Set down each line of the data below exactly as it stands, dropping the pictures.

Supplied material:
********************
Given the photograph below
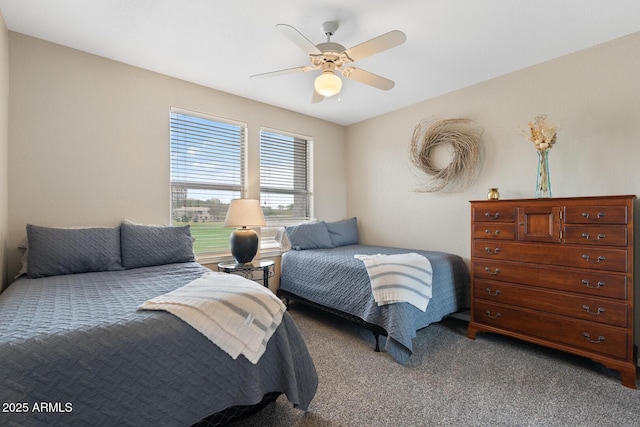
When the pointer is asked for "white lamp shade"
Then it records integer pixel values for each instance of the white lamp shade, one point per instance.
(244, 213)
(327, 83)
********************
Finished task:
Given the photograph below
When the pointer is asked for "white lamp shade"
Then it records integer pixel values for each instance of the white lamp shade, one point per instance.
(244, 213)
(327, 83)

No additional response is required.